◆ Exercise inputs ◆

=====

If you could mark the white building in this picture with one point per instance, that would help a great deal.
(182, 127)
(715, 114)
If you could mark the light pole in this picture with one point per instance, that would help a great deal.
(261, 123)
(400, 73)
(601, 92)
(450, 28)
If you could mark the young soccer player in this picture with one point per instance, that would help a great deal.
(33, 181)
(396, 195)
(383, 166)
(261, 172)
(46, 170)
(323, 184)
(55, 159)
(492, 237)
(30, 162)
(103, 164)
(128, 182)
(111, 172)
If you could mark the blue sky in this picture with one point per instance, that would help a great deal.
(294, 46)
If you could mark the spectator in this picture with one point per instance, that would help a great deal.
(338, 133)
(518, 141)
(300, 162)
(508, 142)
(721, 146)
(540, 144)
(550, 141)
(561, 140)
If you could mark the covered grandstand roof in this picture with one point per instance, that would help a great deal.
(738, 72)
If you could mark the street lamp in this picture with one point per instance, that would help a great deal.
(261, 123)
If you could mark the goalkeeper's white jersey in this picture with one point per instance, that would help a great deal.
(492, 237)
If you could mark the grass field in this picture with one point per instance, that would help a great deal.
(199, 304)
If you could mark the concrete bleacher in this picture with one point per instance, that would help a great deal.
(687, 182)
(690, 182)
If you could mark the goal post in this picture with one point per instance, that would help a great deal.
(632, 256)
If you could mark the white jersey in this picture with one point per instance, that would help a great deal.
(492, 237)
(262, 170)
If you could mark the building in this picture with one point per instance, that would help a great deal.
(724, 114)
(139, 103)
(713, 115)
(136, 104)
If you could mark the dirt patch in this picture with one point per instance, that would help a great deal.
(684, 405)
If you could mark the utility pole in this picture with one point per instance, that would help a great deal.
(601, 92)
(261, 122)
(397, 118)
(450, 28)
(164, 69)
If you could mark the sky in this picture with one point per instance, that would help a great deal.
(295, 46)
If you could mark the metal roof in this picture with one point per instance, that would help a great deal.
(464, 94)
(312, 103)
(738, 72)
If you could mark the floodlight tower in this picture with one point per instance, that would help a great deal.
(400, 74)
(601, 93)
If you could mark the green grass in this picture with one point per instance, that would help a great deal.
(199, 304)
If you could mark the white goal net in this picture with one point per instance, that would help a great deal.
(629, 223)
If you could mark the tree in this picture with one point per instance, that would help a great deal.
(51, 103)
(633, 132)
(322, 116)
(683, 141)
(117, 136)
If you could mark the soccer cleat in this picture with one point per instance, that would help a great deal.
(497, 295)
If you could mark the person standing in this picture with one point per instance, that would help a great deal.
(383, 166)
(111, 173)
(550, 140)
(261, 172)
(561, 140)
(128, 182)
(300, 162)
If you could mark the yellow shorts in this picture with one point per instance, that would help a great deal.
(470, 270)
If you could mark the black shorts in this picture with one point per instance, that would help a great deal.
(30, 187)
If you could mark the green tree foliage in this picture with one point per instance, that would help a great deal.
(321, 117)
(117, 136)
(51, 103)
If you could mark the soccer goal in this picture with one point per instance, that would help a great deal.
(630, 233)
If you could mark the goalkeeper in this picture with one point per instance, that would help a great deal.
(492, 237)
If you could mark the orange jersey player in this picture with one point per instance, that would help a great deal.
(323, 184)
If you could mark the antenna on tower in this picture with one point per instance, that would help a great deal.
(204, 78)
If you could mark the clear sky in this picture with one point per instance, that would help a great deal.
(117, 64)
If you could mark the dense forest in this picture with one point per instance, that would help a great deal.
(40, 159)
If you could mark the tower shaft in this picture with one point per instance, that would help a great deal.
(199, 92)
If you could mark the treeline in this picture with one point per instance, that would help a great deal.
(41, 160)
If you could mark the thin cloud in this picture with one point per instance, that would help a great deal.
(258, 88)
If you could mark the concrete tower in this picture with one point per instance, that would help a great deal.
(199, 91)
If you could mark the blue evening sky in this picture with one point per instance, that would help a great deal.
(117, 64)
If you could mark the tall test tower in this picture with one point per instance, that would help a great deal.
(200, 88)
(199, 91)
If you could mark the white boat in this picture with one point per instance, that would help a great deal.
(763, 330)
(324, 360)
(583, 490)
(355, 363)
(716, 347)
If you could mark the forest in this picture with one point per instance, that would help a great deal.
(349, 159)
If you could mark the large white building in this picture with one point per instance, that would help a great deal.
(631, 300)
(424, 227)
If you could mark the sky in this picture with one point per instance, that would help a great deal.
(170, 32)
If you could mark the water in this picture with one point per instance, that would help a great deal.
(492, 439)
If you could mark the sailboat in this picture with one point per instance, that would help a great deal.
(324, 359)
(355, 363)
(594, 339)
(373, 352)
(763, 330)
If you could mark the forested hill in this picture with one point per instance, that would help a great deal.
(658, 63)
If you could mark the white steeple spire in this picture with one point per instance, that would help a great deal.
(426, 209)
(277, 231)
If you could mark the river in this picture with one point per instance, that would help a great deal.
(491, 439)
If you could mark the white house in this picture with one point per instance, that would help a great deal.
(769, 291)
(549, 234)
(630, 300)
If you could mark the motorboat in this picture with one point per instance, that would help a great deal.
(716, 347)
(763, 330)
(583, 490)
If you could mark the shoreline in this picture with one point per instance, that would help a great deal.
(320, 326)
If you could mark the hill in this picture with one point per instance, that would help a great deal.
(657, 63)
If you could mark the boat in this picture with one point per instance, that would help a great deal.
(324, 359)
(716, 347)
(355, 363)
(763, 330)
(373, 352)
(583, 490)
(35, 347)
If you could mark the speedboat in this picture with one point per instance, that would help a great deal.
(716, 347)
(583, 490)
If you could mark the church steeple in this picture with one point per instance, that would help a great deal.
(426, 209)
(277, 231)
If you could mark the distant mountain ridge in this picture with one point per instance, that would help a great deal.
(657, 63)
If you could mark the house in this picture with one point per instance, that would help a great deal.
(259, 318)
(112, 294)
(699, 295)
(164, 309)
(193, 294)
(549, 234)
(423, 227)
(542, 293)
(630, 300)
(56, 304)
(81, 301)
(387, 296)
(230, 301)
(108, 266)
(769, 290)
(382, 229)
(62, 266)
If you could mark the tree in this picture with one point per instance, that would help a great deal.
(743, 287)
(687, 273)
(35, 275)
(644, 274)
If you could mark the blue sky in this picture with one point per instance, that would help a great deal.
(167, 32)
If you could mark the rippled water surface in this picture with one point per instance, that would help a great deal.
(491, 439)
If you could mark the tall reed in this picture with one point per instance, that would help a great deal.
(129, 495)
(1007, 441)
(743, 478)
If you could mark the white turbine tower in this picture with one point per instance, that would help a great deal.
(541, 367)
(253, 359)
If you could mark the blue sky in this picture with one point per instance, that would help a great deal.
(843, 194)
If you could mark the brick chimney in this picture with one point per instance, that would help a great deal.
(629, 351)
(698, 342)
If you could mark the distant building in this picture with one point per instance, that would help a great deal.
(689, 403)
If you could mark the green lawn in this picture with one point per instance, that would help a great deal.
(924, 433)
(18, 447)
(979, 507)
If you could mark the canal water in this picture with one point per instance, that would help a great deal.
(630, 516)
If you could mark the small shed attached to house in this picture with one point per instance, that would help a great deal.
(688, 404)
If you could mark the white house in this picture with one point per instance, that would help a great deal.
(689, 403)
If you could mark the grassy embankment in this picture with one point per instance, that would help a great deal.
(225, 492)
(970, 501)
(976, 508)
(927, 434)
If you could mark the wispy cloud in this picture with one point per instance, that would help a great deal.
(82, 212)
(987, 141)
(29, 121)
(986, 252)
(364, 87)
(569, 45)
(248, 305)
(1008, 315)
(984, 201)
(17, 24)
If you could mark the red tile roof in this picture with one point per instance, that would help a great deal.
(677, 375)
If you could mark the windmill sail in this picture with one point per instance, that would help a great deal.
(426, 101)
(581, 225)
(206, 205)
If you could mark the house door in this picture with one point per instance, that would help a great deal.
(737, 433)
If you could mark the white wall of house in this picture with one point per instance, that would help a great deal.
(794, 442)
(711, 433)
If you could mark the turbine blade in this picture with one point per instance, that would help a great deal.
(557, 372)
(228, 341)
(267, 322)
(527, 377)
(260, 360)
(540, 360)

=====

◆ Set exercise ◆
Repeat, with no changes, each line from the one with "If you could mark the grassy" to the end of the listing, including both ends and nothing else.

◆ Reply to the task ◆
If you could mark the grassy embankment in this picture with one point per instance, that would help a great deal.
(225, 492)
(970, 501)
(976, 508)
(927, 434)
If you could mark the wispy cloud in this picture with one point per instance, that would help a great deal.
(82, 212)
(987, 141)
(29, 121)
(986, 252)
(364, 87)
(569, 45)
(248, 305)
(1008, 315)
(984, 201)
(17, 24)
If you could mark the red tile roof in this picture with one point per instance, that would help a great deal.
(677, 375)
If you could mark the windmill sail in this picture with one point per instance, that would help a great deal.
(426, 101)
(581, 225)
(206, 205)
If you could mark the house door in this picture with one point per instance, that would help a great deal.
(737, 433)
If you could mark the white wall of house in this picture with one point per instance, that would help a great deal.
(794, 442)
(711, 433)
If you could mark the turbine blade in this picture with one point per instance, that would help a great deal.
(557, 372)
(228, 341)
(267, 322)
(527, 377)
(260, 360)
(540, 360)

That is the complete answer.